__Given request__
Copy out the records below, switching each "Object Detection Record" to "Detection Log Entry" and leaving every other character unchanged.

__Raw records__
......

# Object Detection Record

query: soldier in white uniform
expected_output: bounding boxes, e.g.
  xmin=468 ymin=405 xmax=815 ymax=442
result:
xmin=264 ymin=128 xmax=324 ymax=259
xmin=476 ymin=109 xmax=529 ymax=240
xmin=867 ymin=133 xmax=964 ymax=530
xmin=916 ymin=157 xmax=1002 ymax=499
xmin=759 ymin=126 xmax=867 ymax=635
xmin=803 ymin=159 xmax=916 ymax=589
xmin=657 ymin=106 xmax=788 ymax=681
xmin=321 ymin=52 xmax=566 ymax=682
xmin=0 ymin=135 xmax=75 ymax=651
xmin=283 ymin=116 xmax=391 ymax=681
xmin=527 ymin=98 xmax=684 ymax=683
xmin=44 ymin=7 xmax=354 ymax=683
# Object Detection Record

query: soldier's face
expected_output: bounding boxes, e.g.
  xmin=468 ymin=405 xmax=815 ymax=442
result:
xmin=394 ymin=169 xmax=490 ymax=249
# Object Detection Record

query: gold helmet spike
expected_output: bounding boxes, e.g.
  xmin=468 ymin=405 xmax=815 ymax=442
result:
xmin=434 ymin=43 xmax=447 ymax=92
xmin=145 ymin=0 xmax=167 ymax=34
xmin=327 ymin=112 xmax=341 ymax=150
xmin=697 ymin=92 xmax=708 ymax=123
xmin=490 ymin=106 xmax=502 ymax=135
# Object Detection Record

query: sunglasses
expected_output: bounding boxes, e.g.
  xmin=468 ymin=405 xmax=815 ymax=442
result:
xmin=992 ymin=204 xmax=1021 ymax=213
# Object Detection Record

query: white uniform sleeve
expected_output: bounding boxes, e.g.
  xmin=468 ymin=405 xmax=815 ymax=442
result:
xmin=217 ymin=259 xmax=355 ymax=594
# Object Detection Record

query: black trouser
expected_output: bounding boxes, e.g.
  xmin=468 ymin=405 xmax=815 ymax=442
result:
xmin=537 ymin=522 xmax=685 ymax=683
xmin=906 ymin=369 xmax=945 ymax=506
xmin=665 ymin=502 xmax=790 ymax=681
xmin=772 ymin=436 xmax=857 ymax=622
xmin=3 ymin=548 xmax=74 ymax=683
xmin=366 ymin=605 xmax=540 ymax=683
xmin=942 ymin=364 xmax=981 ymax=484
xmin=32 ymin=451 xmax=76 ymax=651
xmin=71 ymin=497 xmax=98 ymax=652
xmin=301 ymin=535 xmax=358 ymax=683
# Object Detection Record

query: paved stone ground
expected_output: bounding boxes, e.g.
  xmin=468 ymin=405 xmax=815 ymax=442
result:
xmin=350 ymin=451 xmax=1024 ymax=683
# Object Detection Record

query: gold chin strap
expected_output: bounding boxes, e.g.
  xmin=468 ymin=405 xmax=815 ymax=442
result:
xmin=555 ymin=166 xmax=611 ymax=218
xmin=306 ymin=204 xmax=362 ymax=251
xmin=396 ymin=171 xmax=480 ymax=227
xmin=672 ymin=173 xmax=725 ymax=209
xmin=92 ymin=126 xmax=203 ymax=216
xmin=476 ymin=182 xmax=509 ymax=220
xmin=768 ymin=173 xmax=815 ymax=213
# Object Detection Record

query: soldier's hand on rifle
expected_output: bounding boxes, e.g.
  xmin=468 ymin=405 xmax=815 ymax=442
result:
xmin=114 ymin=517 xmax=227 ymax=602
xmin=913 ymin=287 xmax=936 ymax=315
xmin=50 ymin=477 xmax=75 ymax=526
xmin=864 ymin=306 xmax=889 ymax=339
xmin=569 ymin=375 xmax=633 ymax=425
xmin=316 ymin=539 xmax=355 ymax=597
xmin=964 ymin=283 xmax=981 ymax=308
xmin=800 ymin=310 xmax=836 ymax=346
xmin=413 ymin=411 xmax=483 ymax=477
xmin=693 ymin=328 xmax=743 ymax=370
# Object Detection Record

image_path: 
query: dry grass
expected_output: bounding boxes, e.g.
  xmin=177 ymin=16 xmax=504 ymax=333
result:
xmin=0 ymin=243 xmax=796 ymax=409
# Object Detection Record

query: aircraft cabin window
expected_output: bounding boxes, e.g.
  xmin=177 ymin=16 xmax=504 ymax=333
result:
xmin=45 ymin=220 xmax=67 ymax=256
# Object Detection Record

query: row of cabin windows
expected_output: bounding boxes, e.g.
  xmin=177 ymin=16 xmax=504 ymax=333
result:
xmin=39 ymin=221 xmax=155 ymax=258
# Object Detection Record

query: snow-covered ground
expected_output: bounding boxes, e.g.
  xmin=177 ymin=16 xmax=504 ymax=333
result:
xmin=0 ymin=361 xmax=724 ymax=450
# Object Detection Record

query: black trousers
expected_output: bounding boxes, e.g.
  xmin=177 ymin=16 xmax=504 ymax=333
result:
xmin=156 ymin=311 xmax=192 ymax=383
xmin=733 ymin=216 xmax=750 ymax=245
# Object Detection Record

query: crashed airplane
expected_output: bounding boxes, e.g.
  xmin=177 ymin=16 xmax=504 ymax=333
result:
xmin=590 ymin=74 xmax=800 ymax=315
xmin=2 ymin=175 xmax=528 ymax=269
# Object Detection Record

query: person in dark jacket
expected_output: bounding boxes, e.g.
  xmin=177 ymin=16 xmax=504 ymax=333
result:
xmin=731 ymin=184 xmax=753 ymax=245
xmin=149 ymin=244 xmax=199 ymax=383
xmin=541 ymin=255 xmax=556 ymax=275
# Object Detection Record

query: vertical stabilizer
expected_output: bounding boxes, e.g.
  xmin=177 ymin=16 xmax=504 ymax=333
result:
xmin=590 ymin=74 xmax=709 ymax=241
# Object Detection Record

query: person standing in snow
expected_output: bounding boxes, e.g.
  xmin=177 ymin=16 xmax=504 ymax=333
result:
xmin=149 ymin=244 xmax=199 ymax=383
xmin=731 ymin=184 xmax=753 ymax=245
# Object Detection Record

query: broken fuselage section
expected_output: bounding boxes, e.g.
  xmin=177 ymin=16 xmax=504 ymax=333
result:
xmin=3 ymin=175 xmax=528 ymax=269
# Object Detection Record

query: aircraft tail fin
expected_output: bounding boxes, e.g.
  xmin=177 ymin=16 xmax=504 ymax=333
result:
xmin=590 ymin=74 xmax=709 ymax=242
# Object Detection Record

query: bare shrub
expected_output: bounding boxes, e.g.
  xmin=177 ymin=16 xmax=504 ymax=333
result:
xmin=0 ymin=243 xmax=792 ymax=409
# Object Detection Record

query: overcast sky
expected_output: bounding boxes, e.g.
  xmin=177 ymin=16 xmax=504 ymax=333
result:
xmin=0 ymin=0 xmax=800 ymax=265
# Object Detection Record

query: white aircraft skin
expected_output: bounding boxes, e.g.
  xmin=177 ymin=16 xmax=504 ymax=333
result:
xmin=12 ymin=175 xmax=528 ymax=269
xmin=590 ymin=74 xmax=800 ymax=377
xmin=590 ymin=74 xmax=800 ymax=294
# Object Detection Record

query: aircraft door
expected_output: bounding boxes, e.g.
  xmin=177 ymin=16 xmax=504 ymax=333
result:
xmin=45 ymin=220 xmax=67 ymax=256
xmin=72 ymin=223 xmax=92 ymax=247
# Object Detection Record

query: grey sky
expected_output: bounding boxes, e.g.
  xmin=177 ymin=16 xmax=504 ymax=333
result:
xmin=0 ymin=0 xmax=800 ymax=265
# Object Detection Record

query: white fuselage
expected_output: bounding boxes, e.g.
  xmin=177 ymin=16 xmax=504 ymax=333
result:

......

__Task solution__
# Detection Log Entry

query: soldier in white uniform
expected_output: bounding boxes, e.g.
  xmin=468 ymin=405 xmax=815 ymax=442
result:
xmin=264 ymin=128 xmax=324 ymax=259
xmin=476 ymin=109 xmax=529 ymax=240
xmin=867 ymin=133 xmax=964 ymax=530
xmin=916 ymin=157 xmax=1002 ymax=499
xmin=759 ymin=126 xmax=867 ymax=635
xmin=803 ymin=159 xmax=916 ymax=589
xmin=657 ymin=106 xmax=788 ymax=681
xmin=321 ymin=52 xmax=566 ymax=682
xmin=0 ymin=135 xmax=75 ymax=651
xmin=283 ymin=116 xmax=391 ymax=681
xmin=527 ymin=98 xmax=684 ymax=683
xmin=44 ymin=7 xmax=354 ymax=683
# Detection Log Entry

query: soldier's face
expected_output: bounding boxes, e.g.
  xmin=468 ymin=405 xmax=815 ymax=442
result:
xmin=394 ymin=169 xmax=490 ymax=249
# Detection Log Entry

query: gold helmet spike
expected_output: bounding boxes, e.g.
  xmin=468 ymin=405 xmax=815 ymax=442
result:
xmin=434 ymin=43 xmax=447 ymax=92
xmin=145 ymin=0 xmax=167 ymax=34
xmin=327 ymin=112 xmax=341 ymax=150
xmin=697 ymin=92 xmax=708 ymax=123
xmin=490 ymin=106 xmax=502 ymax=135
# Detection Log Entry

query: sunglasses
expected_output: bounding boxes, e.g.
  xmin=468 ymin=405 xmax=815 ymax=442
result:
xmin=992 ymin=204 xmax=1021 ymax=213
# Detection Log Entry

query: white uniform sleeve
expected_output: bounding boxes, e.g.
  xmin=468 ymin=405 xmax=815 ymax=442
result:
xmin=217 ymin=259 xmax=355 ymax=594
# Detection Log Entry

query: black trouser
expected_output: bounding boxes, e.g.
  xmin=468 ymin=405 xmax=815 ymax=442
result:
xmin=537 ymin=522 xmax=685 ymax=683
xmin=906 ymin=369 xmax=945 ymax=506
xmin=665 ymin=502 xmax=790 ymax=681
xmin=772 ymin=436 xmax=857 ymax=622
xmin=3 ymin=548 xmax=74 ymax=683
xmin=366 ymin=605 xmax=540 ymax=683
xmin=942 ymin=364 xmax=981 ymax=484
xmin=32 ymin=451 xmax=76 ymax=651
xmin=71 ymin=497 xmax=98 ymax=652
xmin=301 ymin=535 xmax=358 ymax=683
# Detection Log Entry

query: paved stone ground
expected_output: bounding boxes, e.g.
  xmin=468 ymin=405 xmax=815 ymax=442
result:
xmin=350 ymin=451 xmax=1024 ymax=683
# Detection Log Entry

query: gold chin strap
expected_output: bounding boxes, e.g.
  xmin=468 ymin=405 xmax=815 ymax=442
result:
xmin=555 ymin=166 xmax=611 ymax=218
xmin=306 ymin=204 xmax=362 ymax=251
xmin=396 ymin=171 xmax=480 ymax=227
xmin=672 ymin=173 xmax=725 ymax=209
xmin=92 ymin=126 xmax=203 ymax=216
xmin=476 ymin=182 xmax=509 ymax=220
xmin=768 ymin=173 xmax=815 ymax=213
# Detection Log Entry

query: soldier's hand on rifle
expected_output: bounding boxes, e.g.
  xmin=468 ymin=405 xmax=815 ymax=442
result:
xmin=114 ymin=517 xmax=227 ymax=602
xmin=913 ymin=287 xmax=936 ymax=315
xmin=50 ymin=477 xmax=75 ymax=526
xmin=864 ymin=306 xmax=889 ymax=339
xmin=569 ymin=375 xmax=633 ymax=425
xmin=316 ymin=539 xmax=355 ymax=597
xmin=964 ymin=283 xmax=981 ymax=308
xmin=800 ymin=310 xmax=836 ymax=346
xmin=413 ymin=411 xmax=483 ymax=477
xmin=693 ymin=328 xmax=743 ymax=370
# Detection Log Entry

image_path: 
query: dry grass
expected_output: bounding boxes, e.g.
  xmin=177 ymin=16 xmax=504 ymax=333
result:
xmin=0 ymin=243 xmax=796 ymax=409
# Detection Log Entry

query: aircraft cabin window
expected_output: bounding boxes, e.g.
  xmin=177 ymin=16 xmax=504 ymax=333
result:
xmin=45 ymin=220 xmax=67 ymax=256
# Detection Log Entry

query: row of cabin windows
expected_output: bounding boxes, e.g.
  xmin=177 ymin=16 xmax=504 ymax=333
result:
xmin=39 ymin=221 xmax=155 ymax=258
# Detection Log Entry

query: snow-covered ground
expected_output: bounding boxes, e.g.
  xmin=177 ymin=16 xmax=504 ymax=333
result:
xmin=0 ymin=361 xmax=724 ymax=450
# Detection Log Entry

query: black trousers
expected_output: bounding boxes, e.g.
  xmin=177 ymin=16 xmax=504 ymax=333
result:
xmin=156 ymin=311 xmax=192 ymax=383
xmin=733 ymin=216 xmax=750 ymax=245
# Detection Log Entry

query: crashed airplane
expected_output: bounding boxes, e.g.
  xmin=177 ymin=16 xmax=504 ymax=333
result:
xmin=590 ymin=74 xmax=800 ymax=315
xmin=2 ymin=175 xmax=528 ymax=269
# Detection Log Entry

query: person in dark jacket
expected_output: bounding boxes, e.g.
  xmin=177 ymin=16 xmax=504 ymax=333
result:
xmin=731 ymin=184 xmax=753 ymax=245
xmin=149 ymin=244 xmax=199 ymax=383
xmin=541 ymin=255 xmax=556 ymax=275
# Detection Log Entry

query: vertical stabilizer
expected_output: bounding boxes, e.g.
  xmin=177 ymin=16 xmax=504 ymax=333
result:
xmin=590 ymin=74 xmax=709 ymax=241
# Detection Log Entry

query: person standing in snow
expected_output: bounding boxes, e.g.
  xmin=177 ymin=16 xmax=504 ymax=333
result:
xmin=149 ymin=244 xmax=199 ymax=383
xmin=731 ymin=184 xmax=753 ymax=245
# Detection Log Entry

query: broken fuselage section
expected_output: bounding boxes, e.g.
  xmin=177 ymin=16 xmax=504 ymax=333
result:
xmin=3 ymin=175 xmax=528 ymax=269
# Detection Log Entry

query: aircraft tail fin
expected_output: bounding boxes, e.g.
  xmin=177 ymin=16 xmax=504 ymax=333
result:
xmin=590 ymin=74 xmax=709 ymax=242
# Detection Log Entry

query: bare shrub
expected_output: bounding boxes, e.g.
  xmin=177 ymin=16 xmax=504 ymax=333
result:
xmin=0 ymin=243 xmax=792 ymax=409
# Detection Log Entry

query: overcast sky
expected_output: bounding boxes, e.g.
  xmin=177 ymin=16 xmax=504 ymax=333
result:
xmin=0 ymin=0 xmax=800 ymax=265
# Detection Log Entry

query: white aircraft skin
expected_output: bounding boxes, e.g.
  xmin=177 ymin=16 xmax=504 ymax=333
result:
xmin=12 ymin=175 xmax=528 ymax=269
xmin=590 ymin=74 xmax=800 ymax=377
xmin=590 ymin=74 xmax=800 ymax=294
# Detection Log Entry

query: aircraft door
expected_output: bounding boxes, e.g.
  xmin=177 ymin=16 xmax=504 ymax=333
result:
xmin=45 ymin=220 xmax=67 ymax=256
xmin=72 ymin=223 xmax=92 ymax=247
# Detection Log Entry

query: grey sky
expected_output: bounding boxes, e.g.
  xmin=177 ymin=16 xmax=504 ymax=333
result:
xmin=0 ymin=0 xmax=800 ymax=265
# Detection Log Entry

query: white fuselage
expected_output: bounding boxes, e.g.
  xmin=177 ymin=16 xmax=504 ymax=333
result:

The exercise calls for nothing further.